- EXCERPT PROVIDED -
════════════════════
KU wins $9.6 million grant

Kansas University will become one of only four schools in the country with a program devoted to creating libraries of molecules intended to hasten the development of new drugs.

The university announced Sunday that it has received a $9.6 million grant from the National Institutes of Health to establish the Combinatorial Methodology and Library Development Center of Excellence.

The center will serve as an umbrella for 15 researchers, 12 of them from KU. The other three researchers will be from the University of Missouri-Kansas City, Iowa State University and Deciphera Inc., a company based in Lawrence.

William Neaves, president and chief executive of the Stowers Institute for Medical Research in Kansas City, Mo., said the KU center would “add significantly to the life science initiative in the greater Kansas City area.”

KU professor Jeffrey Aube, chairman of the department of medicinal chemistry who will lead the effort, said Friday that KU and Harvard were the only two universities to receive the library development funds this year. Those two schools will join Boston University and the University of Pittsburgh as the only NIH-funded programs devoted to the development of libraries of molecules, he said.

Scientists must test thousands of molecules to find the few that might be turned into a drug. The testing is used in virtually every kind of drug discovery research, including efforts to treat cancer, heart disease, Parkinson’s and mental illness.

Aube said the old way of producing a molecule was laborious, and a medicinal chemist could produce only one at a time. But a technique called combinatorial chemistry allows chemists to create large collections of molecules called libraries.

The more molecules the chemists can sift through, Aube said, the more likely they are to find ones for which they are searching.
════════════════════
Natural-language object grounding data
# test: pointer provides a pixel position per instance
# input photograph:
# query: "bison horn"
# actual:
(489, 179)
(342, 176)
════════════════════
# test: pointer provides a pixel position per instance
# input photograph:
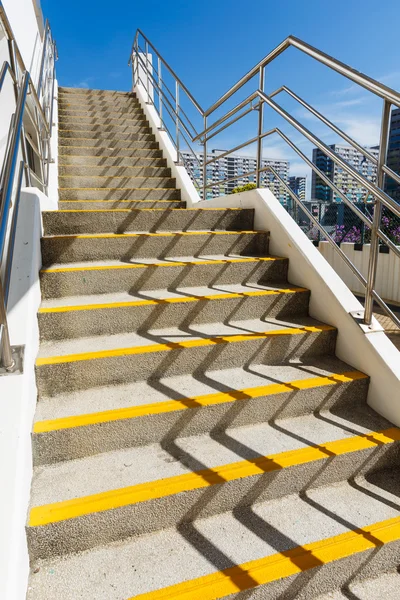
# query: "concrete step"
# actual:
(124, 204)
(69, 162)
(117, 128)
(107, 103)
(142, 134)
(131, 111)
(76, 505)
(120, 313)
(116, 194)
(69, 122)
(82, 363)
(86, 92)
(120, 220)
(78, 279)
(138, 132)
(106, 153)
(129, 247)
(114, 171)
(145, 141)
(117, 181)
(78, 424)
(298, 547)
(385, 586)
════════════════════
- TASK INSTRUCTIONS -
#1 Retype the part of the KU grant article starting at "KU wins $9.6" and ending at "based in Lawrence.".
#2 Answer these questions from the KU grant article:
(a) How much money did the grant from the National Institutes of Health provide?
(b) Which Lawrence-based company will supply one of the center's researchers?
(c) Who will lead the effort?

- RESULTS FOR EACH TASK -
#1
KU wins $9.6 million grant

Kansas University will become one of only four schools in the country with a program devoted to creating libraries of molecules intended to hasten the development of new drugs.

The university announced Sunday that it has received a $9.6 million grant from the National Institutes of Health to establish the Combinatorial Methodology and Library Development Center of Excellence.

The center will serve as an umbrella for 15 researchers, 12 of them from KU. The other three researchers will be from the University of Missouri-Kansas City, Iowa State University and Deciphera Inc., a company based in Lawrence.

#2
(a) $9.6 million
(b) Deciphera Inc.
(c) Jeffrey Aube, a KU professor and chairman of the department of medicinal chemistry